# [What is required]
Carry on the discussion of hypercapnia and cognitive impairment in obese patients with obstructive sleep apnea, beginning right after its final sentence.

*** Opening Selected excerpt ***

Many studies have reported deficits in memory and cognitive ability in patients with OSA compared to individuals without OSA5,9,21. Most of these studies conclude that the memory or cognitive impairments were due to the pathophysiology of intermittent hypoxemia.

A few studies have addressed the importance of monitoring hypercapnia in the daytime or during sleep. Wang et al.22 have shown that hypercapnia may slow brain neural activity and lead to neurobehavioral impairments. In another brain imaging study, breathing 5% CO2 significantly suppressed all magnetic resonance imaging indices of functional connectivity23. In addition, animal studies have shown that hypercapnia leads to slower electroencephalography (EEG) activity24,25. In this study, we show that hypercapnia delayed the reaction time in cognitive function tests and was correlated with deficits in logical memory, but not verbal memory, in the obese patients with OSA. This finding highlights the importance of hypercapnia to cognitive and memory dysfunction in patients with OSA.

Previous studies have reported significant neurocognitive impairment in patients with OSA. Lee et al. have reported impairments in sustained attention on the PVT26. Furthermore, Tulek27 et al. have reported impairments in the executive function of the patients with OSA when compared to the normal subjects, in a neuroimaging study showing decreased activation in the anterior cingulate cortex associated with OSA28. In addition, cognitive impairments have been noted in patients with COPD, although the relationship among cognitive impairment, hypoxemia and hypercapnia is still debated29. In the present study, daytime hypercapnia was associated with increased RT in attention (PVT) and executive function (Stroop task and flanker task) tasks in patients with OSA.

In addition to attention and executive impairments, memory impairments have also been reported in the patients with OSA and COPD21,29. A majority of studies have reported impairments in the short-term verbal5 and visual memory, as well as the long-term semantic memory30 and procedural memory31 in the patients with OSA. Memory impairments have also been noted in COPD with underlying chronic hypoxia-hypercapnia pathology in animals11, although the effects of hypercapnia in human beings are not well-understood. In the present study, we demonstrated that hypercapnia impaired processing speed and logical memory, but not visual or working memory in obese patients with OSA.

*** Closing Selected excerpt ***
*** Opening Material provided ***

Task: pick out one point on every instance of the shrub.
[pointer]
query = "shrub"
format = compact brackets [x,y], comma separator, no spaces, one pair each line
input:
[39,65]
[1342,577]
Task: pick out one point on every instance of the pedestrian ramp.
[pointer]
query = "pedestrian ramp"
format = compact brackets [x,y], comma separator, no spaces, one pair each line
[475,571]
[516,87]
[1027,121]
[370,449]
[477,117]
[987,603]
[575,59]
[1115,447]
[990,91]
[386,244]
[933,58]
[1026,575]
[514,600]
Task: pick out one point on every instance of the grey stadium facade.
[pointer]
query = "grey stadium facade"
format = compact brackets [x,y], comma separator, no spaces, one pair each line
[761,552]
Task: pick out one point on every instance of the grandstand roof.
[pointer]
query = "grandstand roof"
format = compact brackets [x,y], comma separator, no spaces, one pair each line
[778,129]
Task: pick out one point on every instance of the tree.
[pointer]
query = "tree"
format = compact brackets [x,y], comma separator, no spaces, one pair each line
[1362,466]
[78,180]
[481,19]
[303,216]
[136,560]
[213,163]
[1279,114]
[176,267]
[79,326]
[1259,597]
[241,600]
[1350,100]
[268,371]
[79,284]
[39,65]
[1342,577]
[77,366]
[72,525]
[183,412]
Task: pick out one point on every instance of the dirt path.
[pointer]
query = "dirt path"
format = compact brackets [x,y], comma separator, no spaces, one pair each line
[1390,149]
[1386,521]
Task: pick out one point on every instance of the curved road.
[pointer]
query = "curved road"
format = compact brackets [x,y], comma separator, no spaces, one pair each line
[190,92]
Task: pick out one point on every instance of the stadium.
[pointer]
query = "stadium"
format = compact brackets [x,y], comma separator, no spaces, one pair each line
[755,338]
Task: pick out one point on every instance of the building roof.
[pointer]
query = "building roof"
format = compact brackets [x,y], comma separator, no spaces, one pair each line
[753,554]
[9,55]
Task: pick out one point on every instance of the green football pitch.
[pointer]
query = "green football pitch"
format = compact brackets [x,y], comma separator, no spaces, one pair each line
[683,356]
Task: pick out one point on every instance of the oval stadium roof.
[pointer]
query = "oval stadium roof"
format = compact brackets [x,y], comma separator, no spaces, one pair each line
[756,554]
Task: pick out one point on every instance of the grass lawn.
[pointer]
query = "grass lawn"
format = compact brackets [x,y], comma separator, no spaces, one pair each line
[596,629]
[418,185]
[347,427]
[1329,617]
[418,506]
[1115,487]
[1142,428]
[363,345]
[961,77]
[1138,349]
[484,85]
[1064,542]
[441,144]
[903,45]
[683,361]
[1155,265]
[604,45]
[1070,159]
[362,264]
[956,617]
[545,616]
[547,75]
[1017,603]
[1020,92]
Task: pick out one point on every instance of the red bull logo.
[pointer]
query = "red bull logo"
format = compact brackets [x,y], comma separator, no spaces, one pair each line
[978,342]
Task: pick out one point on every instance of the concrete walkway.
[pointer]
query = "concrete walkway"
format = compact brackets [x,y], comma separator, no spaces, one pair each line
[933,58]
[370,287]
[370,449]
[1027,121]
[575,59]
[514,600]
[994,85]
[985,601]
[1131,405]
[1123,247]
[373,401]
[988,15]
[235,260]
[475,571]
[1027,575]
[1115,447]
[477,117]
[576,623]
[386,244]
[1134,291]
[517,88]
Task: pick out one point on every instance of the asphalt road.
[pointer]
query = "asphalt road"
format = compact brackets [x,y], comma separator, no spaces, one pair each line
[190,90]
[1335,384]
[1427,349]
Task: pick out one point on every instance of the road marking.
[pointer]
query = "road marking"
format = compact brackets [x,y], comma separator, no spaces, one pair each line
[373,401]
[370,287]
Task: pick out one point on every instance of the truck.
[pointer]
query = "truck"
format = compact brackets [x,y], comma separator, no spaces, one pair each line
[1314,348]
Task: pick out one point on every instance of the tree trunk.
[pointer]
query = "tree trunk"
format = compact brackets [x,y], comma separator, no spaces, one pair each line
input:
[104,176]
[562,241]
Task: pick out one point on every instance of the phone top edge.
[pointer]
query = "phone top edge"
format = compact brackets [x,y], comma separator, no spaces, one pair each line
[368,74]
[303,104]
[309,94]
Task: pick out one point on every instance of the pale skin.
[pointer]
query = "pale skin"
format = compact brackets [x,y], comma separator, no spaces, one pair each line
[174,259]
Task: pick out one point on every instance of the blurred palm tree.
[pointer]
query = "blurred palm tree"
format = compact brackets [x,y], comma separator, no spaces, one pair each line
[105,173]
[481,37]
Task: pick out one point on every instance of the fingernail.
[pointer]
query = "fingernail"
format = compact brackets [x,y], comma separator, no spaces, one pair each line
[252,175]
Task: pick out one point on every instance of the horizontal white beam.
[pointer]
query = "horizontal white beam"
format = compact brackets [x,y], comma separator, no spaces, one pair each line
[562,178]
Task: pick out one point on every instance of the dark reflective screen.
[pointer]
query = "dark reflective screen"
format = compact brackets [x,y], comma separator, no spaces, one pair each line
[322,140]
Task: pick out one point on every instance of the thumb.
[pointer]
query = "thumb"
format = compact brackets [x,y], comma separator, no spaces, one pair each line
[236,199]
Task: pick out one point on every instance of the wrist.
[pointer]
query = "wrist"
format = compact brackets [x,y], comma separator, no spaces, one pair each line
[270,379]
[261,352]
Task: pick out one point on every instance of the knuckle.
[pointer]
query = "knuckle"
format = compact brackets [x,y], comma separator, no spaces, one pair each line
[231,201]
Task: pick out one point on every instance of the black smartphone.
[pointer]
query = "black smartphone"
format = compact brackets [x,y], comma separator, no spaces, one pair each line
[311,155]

*** Closing Material provided ***

# [Answer below]
On the other hand, ODI was not different between the groups, but hypercapnia was. Moreover, some studies reported an increase in the blood pressure during apnoea-hypopnea. This may be due to the exacerbation of nocturnal hypoxemia and hypercapnia as a result of apnoea-hypopnea. The severity of hemodynamic changes due to apnoea- hypopnea may be related to the duration of apnoea- hypopnea episodes, which can vary from 10 seconds to 1 minute, but may not be reflected in the AHI and ODI scores. Further, prolonged apnoea events may even lead to a decrease in the AHI and ODI index32. The mechanism and relationship between PSGdeoxygenation index and hypercapnia should be investigated in the future research.

Our study had some limitations. First, the hypercapnic obese OSA group had a small sample size. Second, we used a daytime blood test to define hypercapnia rather than nocturnal non-invasive blood carbon dioxide monitoring. Furthermore, the blood carbon dioxide levels were not determined during the neurocognitive tests. In addition, research including larger samples of patients with OSA should be considered for future studies.

In conclusion, not all the measured parameters in the neurocognitive tests were worse in OHS than OSA without diurnal hypoventilation. However, daytime stable hypercapnia prolonged the RT in the cognitive and attention function tests and led to deficits in logical memory function in obese patients with OSA without diurnal hypoventilation.